→ **WHAT IS BEING ASKED**: Report each line from the records below that contains the string "shed", copying every such line in full.

** Begin LISTED ENTRIES **

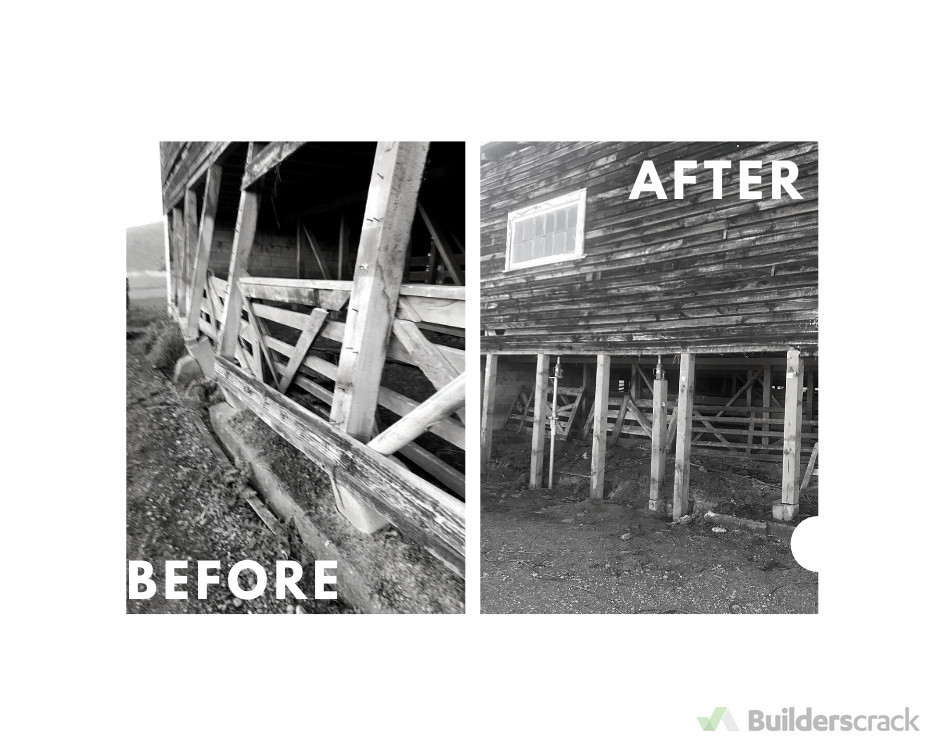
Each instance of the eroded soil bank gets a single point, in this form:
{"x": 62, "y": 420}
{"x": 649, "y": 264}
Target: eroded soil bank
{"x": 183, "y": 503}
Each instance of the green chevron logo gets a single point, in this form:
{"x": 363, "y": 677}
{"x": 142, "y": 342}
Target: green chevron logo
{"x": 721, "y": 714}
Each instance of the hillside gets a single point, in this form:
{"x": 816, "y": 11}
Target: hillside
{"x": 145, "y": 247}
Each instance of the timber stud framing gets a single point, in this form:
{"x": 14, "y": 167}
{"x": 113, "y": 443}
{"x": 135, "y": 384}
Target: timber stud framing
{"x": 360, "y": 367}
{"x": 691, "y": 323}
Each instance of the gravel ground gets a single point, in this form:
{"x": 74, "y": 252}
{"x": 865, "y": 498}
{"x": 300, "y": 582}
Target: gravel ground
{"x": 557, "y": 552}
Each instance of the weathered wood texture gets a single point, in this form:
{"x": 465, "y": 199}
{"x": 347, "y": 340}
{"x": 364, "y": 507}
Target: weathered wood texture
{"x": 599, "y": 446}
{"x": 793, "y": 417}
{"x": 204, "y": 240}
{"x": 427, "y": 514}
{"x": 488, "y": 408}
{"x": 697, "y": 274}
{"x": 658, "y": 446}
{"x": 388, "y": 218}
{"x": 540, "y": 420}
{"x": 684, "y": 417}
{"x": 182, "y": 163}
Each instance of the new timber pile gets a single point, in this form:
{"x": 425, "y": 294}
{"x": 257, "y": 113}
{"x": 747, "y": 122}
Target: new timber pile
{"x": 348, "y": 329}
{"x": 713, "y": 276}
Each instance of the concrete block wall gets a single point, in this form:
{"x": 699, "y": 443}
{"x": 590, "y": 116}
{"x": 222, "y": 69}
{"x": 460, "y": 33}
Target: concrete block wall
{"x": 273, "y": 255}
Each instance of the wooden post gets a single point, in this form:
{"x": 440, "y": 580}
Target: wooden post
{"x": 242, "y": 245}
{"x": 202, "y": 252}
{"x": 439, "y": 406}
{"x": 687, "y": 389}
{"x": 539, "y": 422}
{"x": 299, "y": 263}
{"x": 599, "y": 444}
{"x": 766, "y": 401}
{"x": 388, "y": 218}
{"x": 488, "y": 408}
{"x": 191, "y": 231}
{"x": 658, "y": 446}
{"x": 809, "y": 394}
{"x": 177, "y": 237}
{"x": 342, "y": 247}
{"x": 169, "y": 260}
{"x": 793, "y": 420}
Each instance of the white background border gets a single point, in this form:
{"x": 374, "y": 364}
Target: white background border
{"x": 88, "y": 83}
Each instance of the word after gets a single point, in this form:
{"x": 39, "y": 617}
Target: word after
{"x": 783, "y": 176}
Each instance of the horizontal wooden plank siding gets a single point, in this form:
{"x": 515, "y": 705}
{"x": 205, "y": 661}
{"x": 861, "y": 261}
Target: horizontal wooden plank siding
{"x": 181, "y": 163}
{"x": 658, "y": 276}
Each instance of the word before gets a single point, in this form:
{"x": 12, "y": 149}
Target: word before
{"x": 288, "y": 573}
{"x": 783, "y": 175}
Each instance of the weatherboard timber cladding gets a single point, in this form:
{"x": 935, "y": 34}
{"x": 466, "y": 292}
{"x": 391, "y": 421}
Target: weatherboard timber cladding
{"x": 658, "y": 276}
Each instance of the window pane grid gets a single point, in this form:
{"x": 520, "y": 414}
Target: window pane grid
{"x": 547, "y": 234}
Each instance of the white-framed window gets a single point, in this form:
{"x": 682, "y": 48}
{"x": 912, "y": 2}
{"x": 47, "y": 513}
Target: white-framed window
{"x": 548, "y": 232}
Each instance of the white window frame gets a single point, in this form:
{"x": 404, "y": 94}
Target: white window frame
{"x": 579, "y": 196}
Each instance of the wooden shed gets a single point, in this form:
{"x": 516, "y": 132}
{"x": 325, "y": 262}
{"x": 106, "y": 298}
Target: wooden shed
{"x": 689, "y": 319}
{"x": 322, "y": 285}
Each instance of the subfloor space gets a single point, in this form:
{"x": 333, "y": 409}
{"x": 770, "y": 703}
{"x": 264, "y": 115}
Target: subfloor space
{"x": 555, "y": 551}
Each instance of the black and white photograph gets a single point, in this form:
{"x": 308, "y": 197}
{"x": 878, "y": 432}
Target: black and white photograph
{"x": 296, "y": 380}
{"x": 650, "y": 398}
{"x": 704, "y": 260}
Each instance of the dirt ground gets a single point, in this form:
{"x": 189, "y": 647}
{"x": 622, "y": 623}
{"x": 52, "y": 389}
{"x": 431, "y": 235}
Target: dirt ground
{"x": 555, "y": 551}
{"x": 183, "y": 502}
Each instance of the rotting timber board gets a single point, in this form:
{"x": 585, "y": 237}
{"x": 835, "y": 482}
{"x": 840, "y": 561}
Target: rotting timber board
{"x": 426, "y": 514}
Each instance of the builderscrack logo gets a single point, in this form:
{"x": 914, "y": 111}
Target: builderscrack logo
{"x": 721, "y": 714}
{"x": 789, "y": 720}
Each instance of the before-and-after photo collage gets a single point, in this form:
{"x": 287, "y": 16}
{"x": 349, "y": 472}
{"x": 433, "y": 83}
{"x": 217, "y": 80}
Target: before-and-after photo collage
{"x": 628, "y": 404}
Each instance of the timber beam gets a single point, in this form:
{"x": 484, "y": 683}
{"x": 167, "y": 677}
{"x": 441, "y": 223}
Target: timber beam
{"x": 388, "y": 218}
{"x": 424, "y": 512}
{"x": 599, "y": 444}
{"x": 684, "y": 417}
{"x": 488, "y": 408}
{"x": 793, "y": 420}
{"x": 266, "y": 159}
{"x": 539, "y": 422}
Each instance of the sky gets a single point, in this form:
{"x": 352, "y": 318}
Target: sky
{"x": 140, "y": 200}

** End LISTED ENTRIES **
** Begin LISTED ENTRIES **

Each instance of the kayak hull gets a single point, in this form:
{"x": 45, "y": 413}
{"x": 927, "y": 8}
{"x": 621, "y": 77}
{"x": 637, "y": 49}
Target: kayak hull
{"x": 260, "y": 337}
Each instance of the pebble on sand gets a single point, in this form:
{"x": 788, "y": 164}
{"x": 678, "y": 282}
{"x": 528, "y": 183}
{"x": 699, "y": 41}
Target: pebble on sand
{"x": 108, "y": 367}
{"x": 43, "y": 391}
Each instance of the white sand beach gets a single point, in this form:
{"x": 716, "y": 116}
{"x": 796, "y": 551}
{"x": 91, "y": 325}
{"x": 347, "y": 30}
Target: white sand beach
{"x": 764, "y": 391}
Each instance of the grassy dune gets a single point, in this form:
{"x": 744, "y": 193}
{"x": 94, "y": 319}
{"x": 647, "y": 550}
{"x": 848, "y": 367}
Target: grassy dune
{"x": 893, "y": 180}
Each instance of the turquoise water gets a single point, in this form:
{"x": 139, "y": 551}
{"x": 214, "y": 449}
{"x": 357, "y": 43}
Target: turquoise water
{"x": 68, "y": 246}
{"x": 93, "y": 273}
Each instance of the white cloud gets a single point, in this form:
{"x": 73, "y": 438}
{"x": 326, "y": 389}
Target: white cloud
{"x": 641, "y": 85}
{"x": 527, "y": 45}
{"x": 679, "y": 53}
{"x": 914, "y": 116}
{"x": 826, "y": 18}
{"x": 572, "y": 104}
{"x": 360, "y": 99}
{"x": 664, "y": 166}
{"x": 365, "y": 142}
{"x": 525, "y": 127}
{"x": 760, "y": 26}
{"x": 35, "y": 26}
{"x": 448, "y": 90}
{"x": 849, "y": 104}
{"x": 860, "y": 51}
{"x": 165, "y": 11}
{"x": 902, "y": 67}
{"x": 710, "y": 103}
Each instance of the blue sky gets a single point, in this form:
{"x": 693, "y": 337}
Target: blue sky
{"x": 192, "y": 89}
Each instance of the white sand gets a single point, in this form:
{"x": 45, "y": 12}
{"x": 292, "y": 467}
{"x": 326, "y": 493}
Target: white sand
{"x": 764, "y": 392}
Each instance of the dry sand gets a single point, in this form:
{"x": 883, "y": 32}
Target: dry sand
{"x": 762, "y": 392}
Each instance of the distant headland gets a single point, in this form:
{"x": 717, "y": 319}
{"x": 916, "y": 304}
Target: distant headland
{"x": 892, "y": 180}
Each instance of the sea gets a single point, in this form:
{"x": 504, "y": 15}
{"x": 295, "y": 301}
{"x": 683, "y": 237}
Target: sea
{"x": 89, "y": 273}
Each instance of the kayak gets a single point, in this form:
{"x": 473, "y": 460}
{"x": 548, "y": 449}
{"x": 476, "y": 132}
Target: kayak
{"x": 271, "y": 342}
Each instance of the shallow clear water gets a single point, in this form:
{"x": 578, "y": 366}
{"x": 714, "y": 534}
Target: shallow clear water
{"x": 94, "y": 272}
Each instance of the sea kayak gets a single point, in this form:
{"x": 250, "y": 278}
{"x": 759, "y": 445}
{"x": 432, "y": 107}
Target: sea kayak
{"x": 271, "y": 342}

** End LISTED ENTRIES **
** Begin LISTED ENTRIES **

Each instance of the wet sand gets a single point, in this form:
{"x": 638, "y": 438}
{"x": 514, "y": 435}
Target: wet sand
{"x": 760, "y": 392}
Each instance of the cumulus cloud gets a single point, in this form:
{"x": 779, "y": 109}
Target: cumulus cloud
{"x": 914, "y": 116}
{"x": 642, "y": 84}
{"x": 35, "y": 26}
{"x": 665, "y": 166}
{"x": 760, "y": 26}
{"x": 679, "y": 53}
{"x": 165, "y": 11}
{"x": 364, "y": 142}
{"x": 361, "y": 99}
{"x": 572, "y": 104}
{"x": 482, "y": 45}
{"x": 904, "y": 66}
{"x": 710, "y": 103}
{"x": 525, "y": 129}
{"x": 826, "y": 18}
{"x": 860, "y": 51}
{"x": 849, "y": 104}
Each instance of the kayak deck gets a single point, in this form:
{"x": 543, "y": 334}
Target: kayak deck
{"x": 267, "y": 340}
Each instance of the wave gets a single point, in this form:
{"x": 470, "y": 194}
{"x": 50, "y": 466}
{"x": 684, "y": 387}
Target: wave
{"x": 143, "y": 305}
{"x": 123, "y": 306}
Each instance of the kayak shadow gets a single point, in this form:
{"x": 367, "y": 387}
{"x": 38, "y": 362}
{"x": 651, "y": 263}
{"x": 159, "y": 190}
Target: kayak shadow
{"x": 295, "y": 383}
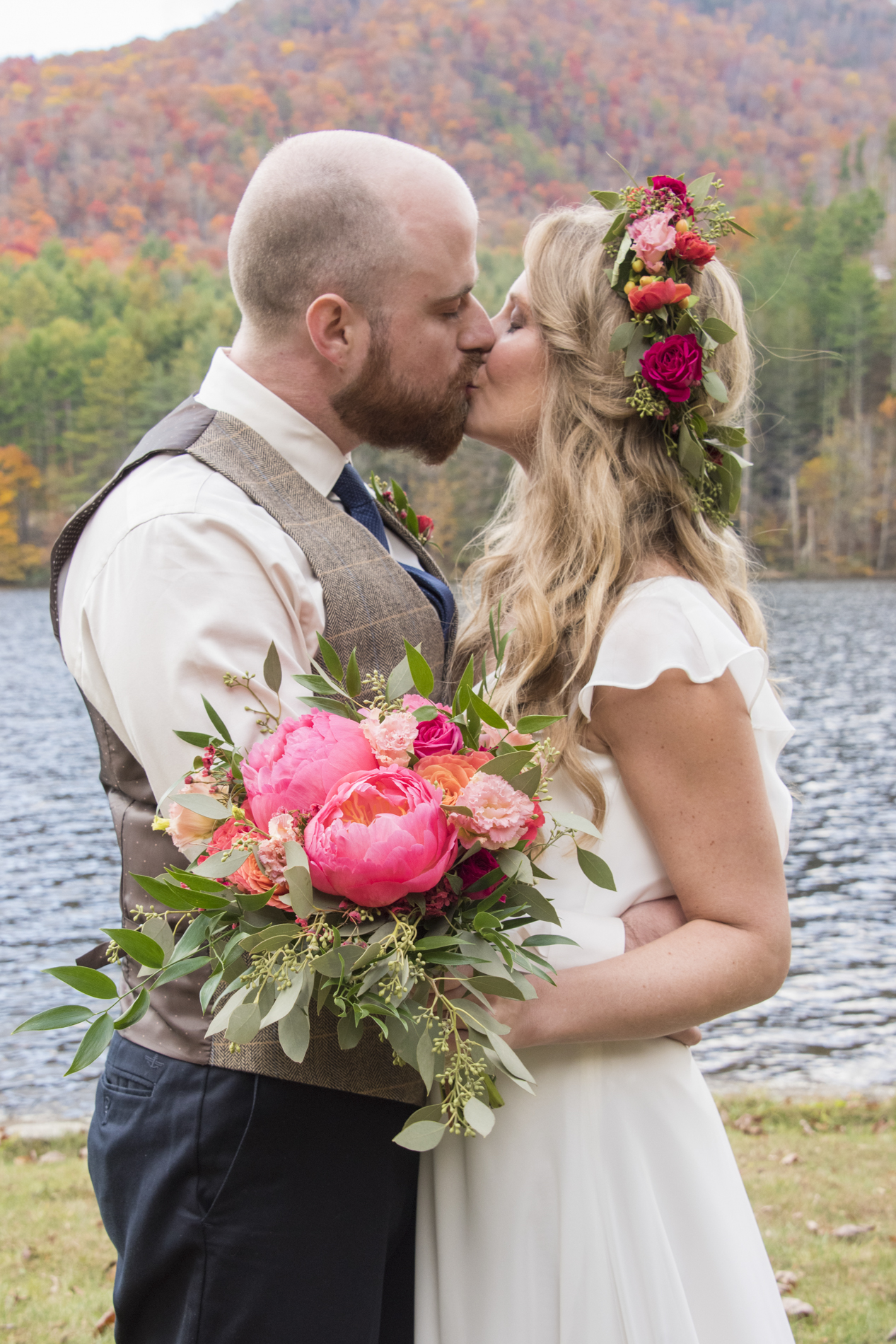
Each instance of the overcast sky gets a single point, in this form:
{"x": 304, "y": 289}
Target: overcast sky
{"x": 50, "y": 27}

** End LISTED ENTRIES **

→ **THE SOLUTION**:
Each instance of the wooden shed gets a single point, in this form:
Target: wooden shed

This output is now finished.